In light of increased anti-Asian violence, a renewed call for Asian American studies

William Huang and Rika Nakato

Media outlets have only recently begun covering the numerous cases of anti-Asian hate crimes that plagued the past year. (Erin Barry and Devika Goel/The Williams Record)

Though the number of hate crimes committed toward Asian Americans has been on the rise in the past two decades, it has seen a sharp uptick in the past year due to the implications of COVID-19. Recently, a series of anti-Asian attacks in cities across the United States has sparked a resurgence in the conversation about these crimes, which have often gone underreported on national and international news. On Jan. 28, an 84-year-old Thai man was injured in a racially motivated attack and lost his life as a result. A few days later, a 91-year-old Asian man was filmed being forcefully pushed to the ground in Oakland Chinatown. 

These are only a few of the countless accounts of hate crimes aimed at Asian Americans in the last year. The violent attacks shed light on the toxic racial biases against Asian American communities and speak to a broader issue of a lack of awareness and education surrounding these communities. 

The COVID-19 pandemic illustrates the vulnerability of the Asian American community. If rhetoric like the “China virus” and “Asian disease” are capable of inciting people to commit acts of violence against Asian Americans, then it is clear that Asian American communities are seen as symbols of the pandemic — and of illness, poverty, hunger — rather than as fellow humans experiencing these horrors together. These acts exemplify not only the racial tensions that run deep in our country but also the invisibility of Asian Americans’ humanity. Entire ethnic groups are reduced to a virus commonly associated with them.

____

Write the next part of the opinion piece on anti-Asian violence and Asian American studies, picking up after its final sentence. The items after this text have nothing to do with it.

____

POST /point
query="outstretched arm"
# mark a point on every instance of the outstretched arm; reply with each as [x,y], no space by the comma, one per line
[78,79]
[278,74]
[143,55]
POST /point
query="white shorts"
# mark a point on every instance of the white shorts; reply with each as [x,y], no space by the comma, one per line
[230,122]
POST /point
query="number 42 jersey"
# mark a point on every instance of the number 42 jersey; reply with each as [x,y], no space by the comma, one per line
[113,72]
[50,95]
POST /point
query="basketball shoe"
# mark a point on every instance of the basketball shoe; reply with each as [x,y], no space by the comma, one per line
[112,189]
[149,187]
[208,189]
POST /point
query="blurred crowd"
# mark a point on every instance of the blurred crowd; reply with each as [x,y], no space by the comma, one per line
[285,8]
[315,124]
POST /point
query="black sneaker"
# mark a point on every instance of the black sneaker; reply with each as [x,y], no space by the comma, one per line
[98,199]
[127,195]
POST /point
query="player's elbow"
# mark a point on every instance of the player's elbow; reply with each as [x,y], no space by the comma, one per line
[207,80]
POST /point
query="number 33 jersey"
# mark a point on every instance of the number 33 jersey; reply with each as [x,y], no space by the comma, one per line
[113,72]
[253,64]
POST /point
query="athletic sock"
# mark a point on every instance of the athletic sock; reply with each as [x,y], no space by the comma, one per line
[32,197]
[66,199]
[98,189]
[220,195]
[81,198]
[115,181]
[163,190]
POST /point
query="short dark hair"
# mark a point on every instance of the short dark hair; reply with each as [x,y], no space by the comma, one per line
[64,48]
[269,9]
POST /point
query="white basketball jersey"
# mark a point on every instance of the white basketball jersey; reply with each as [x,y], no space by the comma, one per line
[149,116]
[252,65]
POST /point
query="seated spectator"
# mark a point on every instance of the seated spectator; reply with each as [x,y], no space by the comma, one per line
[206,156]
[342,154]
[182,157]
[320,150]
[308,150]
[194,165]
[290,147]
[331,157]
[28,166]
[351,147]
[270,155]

____

*Answer to this exercise*:
To understand the shaping of the often-ignored Asian American experience, it is important to consider the history behind such struggles. Though Asian American communities have been subjected to violent racism since Asian immigrants first arrived in the United States, there was a definitive shift in the way immigrants from Asia were viewed in America as a direct result of the 1965 Immigration Act. New immigrants from Asia were wealthier and more educated than earlier immigrants, leading to stereotypes that gave Asian Americans social and political advantages that were not given to other minority groups. These stereotypes, however, ignore the shared goals — representation, equality, and inclusion — of minority groups and further divide the Asian American community from other communities. 

The lack of substantial education on the Asian American experience for the public contributes to this division because empathy can only flourish when mutual understanding of each other’s struggles is recognized. Luckily, in a day and age where social media has become many people’s source of information, the conversation about this issue has risen from its dust webs and stepped into the spotlight, especially among younger generations. For example, social media enables people from all over the world to quickly learn about incidents of racial violence that often either go unnoticed or are only reported in local news. Such use of social media has not only raised awareness of the less-talked-about Asian American experiences but also demonstrated the power of social media. However, this effort is not enough without meaningful changes within educational institutions.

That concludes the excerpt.